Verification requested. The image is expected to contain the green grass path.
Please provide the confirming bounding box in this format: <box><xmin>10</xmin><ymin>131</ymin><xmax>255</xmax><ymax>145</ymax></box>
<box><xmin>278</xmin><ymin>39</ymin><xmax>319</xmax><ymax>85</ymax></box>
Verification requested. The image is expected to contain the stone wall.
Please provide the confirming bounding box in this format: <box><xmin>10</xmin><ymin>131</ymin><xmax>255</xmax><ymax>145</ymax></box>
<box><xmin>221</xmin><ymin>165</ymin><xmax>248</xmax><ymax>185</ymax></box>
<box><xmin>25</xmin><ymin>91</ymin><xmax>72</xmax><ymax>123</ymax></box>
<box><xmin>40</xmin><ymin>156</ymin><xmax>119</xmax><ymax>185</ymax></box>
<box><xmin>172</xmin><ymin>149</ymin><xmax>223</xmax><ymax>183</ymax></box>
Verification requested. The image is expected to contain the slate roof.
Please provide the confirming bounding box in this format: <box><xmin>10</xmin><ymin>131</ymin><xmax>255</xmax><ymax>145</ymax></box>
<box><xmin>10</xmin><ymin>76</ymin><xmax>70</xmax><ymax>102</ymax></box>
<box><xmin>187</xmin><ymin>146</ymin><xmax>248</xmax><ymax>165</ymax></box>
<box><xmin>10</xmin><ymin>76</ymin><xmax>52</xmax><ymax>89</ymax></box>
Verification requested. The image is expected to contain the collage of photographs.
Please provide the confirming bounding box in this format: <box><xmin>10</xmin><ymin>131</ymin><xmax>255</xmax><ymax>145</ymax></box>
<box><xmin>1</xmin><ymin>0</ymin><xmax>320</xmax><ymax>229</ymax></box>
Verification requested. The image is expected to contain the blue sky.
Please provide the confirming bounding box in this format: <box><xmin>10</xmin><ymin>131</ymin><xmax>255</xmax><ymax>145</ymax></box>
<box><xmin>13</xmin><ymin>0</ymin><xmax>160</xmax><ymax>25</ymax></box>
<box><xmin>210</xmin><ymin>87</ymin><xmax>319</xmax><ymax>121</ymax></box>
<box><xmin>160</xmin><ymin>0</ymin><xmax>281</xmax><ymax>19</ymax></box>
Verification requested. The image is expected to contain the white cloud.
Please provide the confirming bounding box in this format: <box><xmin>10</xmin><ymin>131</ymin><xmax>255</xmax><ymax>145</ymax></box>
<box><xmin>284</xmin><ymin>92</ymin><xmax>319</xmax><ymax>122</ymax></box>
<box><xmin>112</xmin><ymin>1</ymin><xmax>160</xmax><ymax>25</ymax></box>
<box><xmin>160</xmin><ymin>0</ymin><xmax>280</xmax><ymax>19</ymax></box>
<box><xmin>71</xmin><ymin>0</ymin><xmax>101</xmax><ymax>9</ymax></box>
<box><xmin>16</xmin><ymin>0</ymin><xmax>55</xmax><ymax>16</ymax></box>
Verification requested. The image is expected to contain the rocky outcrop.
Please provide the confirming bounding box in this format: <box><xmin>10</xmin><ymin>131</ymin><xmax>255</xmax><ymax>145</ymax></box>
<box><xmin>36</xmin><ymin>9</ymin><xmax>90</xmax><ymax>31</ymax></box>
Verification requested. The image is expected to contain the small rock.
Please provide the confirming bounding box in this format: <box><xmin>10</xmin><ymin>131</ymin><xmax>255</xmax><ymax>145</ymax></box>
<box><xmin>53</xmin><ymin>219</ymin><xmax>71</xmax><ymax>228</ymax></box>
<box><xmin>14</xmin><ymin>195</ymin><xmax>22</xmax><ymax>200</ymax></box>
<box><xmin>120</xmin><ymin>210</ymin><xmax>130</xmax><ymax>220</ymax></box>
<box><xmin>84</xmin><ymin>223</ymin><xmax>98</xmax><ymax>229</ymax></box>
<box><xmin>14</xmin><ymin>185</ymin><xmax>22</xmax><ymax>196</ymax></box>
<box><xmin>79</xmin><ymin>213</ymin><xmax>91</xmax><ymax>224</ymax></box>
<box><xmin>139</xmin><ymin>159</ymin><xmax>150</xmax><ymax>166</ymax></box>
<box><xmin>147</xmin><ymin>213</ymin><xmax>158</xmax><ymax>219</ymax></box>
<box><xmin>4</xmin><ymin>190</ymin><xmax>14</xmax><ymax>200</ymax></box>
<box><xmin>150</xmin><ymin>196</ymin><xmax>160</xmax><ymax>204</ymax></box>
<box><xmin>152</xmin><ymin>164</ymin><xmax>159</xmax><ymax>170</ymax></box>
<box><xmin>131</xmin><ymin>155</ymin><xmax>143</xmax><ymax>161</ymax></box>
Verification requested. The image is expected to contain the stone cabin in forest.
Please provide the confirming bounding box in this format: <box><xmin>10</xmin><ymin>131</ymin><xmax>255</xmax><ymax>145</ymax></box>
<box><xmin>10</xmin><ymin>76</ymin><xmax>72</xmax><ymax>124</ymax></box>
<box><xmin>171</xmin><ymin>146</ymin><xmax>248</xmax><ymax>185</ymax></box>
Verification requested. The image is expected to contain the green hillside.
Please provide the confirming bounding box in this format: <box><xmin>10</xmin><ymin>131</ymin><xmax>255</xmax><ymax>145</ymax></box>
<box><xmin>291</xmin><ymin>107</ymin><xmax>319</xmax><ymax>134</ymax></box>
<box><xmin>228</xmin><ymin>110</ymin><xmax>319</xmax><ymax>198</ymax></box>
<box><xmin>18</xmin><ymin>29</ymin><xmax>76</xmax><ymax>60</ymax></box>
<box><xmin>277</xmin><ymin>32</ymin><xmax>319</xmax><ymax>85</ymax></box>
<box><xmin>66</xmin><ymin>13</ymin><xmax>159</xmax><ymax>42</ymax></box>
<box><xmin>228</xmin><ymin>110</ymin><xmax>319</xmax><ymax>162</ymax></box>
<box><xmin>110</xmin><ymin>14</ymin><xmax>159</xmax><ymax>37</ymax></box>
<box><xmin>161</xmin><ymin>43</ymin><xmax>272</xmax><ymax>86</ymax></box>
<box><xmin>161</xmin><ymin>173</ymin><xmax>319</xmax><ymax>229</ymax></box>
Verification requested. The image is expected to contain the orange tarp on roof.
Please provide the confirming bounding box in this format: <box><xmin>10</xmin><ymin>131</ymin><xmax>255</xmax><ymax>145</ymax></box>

• **WRITTEN PROBLEM**
Return all of the material above line for line, changing nothing.

• **COMPLETED EXERCISE**
Verification requested. The image is expected to contain the green grass path.
Please provide the confirming bounding box in this format: <box><xmin>10</xmin><ymin>131</ymin><xmax>255</xmax><ymax>145</ymax></box>
<box><xmin>278</xmin><ymin>39</ymin><xmax>319</xmax><ymax>85</ymax></box>
Verification requested. The image is expected to contain the stone wall.
Please provide the confirming bounding box in this format: <box><xmin>10</xmin><ymin>131</ymin><xmax>255</xmax><ymax>145</ymax></box>
<box><xmin>221</xmin><ymin>165</ymin><xmax>248</xmax><ymax>185</ymax></box>
<box><xmin>25</xmin><ymin>91</ymin><xmax>72</xmax><ymax>123</ymax></box>
<box><xmin>40</xmin><ymin>156</ymin><xmax>119</xmax><ymax>185</ymax></box>
<box><xmin>172</xmin><ymin>149</ymin><xmax>223</xmax><ymax>183</ymax></box>
Verification requested. The image is expected to contain the slate roof.
Please provide the confirming bounding box in this format: <box><xmin>10</xmin><ymin>131</ymin><xmax>255</xmax><ymax>145</ymax></box>
<box><xmin>10</xmin><ymin>76</ymin><xmax>70</xmax><ymax>102</ymax></box>
<box><xmin>187</xmin><ymin>146</ymin><xmax>248</xmax><ymax>165</ymax></box>
<box><xmin>10</xmin><ymin>76</ymin><xmax>52</xmax><ymax>89</ymax></box>
Verification requested. The image is expected to contain the collage of photographs.
Please provide the confirming bounding box in this format: <box><xmin>10</xmin><ymin>131</ymin><xmax>255</xmax><ymax>145</ymax></box>
<box><xmin>1</xmin><ymin>0</ymin><xmax>320</xmax><ymax>229</ymax></box>
Verification requested. The image is expected to contain the blue sky.
Please provide the confirming bounding box in this format: <box><xmin>10</xmin><ymin>131</ymin><xmax>255</xmax><ymax>145</ymax></box>
<box><xmin>13</xmin><ymin>0</ymin><xmax>160</xmax><ymax>25</ymax></box>
<box><xmin>210</xmin><ymin>87</ymin><xmax>319</xmax><ymax>121</ymax></box>
<box><xmin>160</xmin><ymin>0</ymin><xmax>281</xmax><ymax>19</ymax></box>
Verification requested. The image is expected to contain the white cloud.
Please provide the confirming bounding box in this format: <box><xmin>10</xmin><ymin>131</ymin><xmax>255</xmax><ymax>145</ymax></box>
<box><xmin>284</xmin><ymin>92</ymin><xmax>319</xmax><ymax>122</ymax></box>
<box><xmin>112</xmin><ymin>1</ymin><xmax>160</xmax><ymax>25</ymax></box>
<box><xmin>160</xmin><ymin>0</ymin><xmax>280</xmax><ymax>19</ymax></box>
<box><xmin>71</xmin><ymin>0</ymin><xmax>101</xmax><ymax>9</ymax></box>
<box><xmin>16</xmin><ymin>0</ymin><xmax>55</xmax><ymax>16</ymax></box>
Verification requested. The image is expected to contain the rocky outcrop.
Please provide the confirming bounding box in this format: <box><xmin>10</xmin><ymin>131</ymin><xmax>255</xmax><ymax>145</ymax></box>
<box><xmin>36</xmin><ymin>9</ymin><xmax>90</xmax><ymax>31</ymax></box>
Verification requested. The image is expected to contain the small rock.
Please provide the confirming bounding box in this format: <box><xmin>10</xmin><ymin>131</ymin><xmax>255</xmax><ymax>145</ymax></box>
<box><xmin>53</xmin><ymin>219</ymin><xmax>71</xmax><ymax>228</ymax></box>
<box><xmin>14</xmin><ymin>195</ymin><xmax>22</xmax><ymax>200</ymax></box>
<box><xmin>120</xmin><ymin>210</ymin><xmax>130</xmax><ymax>220</ymax></box>
<box><xmin>84</xmin><ymin>223</ymin><xmax>98</xmax><ymax>229</ymax></box>
<box><xmin>14</xmin><ymin>185</ymin><xmax>22</xmax><ymax>196</ymax></box>
<box><xmin>79</xmin><ymin>213</ymin><xmax>91</xmax><ymax>224</ymax></box>
<box><xmin>139</xmin><ymin>159</ymin><xmax>150</xmax><ymax>166</ymax></box>
<box><xmin>147</xmin><ymin>213</ymin><xmax>158</xmax><ymax>219</ymax></box>
<box><xmin>4</xmin><ymin>190</ymin><xmax>14</xmax><ymax>200</ymax></box>
<box><xmin>150</xmin><ymin>196</ymin><xmax>160</xmax><ymax>204</ymax></box>
<box><xmin>152</xmin><ymin>164</ymin><xmax>159</xmax><ymax>170</ymax></box>
<box><xmin>131</xmin><ymin>155</ymin><xmax>143</xmax><ymax>161</ymax></box>
Verification requested. The image is expected to contain the stone cabin in forest.
Please provide the confirming bounding box in this format: <box><xmin>10</xmin><ymin>131</ymin><xmax>255</xmax><ymax>145</ymax></box>
<box><xmin>10</xmin><ymin>76</ymin><xmax>72</xmax><ymax>124</ymax></box>
<box><xmin>171</xmin><ymin>146</ymin><xmax>248</xmax><ymax>185</ymax></box>
Verification requested. The image is expected to contain the green hillside.
Please provide the confirming bounding box in this format: <box><xmin>10</xmin><ymin>131</ymin><xmax>255</xmax><ymax>145</ymax></box>
<box><xmin>291</xmin><ymin>107</ymin><xmax>319</xmax><ymax>134</ymax></box>
<box><xmin>228</xmin><ymin>110</ymin><xmax>319</xmax><ymax>198</ymax></box>
<box><xmin>18</xmin><ymin>29</ymin><xmax>76</xmax><ymax>60</ymax></box>
<box><xmin>277</xmin><ymin>32</ymin><xmax>319</xmax><ymax>85</ymax></box>
<box><xmin>66</xmin><ymin>13</ymin><xmax>159</xmax><ymax>42</ymax></box>
<box><xmin>228</xmin><ymin>110</ymin><xmax>319</xmax><ymax>162</ymax></box>
<box><xmin>110</xmin><ymin>14</ymin><xmax>159</xmax><ymax>37</ymax></box>
<box><xmin>161</xmin><ymin>43</ymin><xmax>272</xmax><ymax>86</ymax></box>
<box><xmin>161</xmin><ymin>173</ymin><xmax>319</xmax><ymax>229</ymax></box>
Verification requested. The image is expected to contain the orange tarp on roof.
Please provide the confirming bounding box in this format: <box><xmin>10</xmin><ymin>131</ymin><xmax>255</xmax><ymax>145</ymax></box>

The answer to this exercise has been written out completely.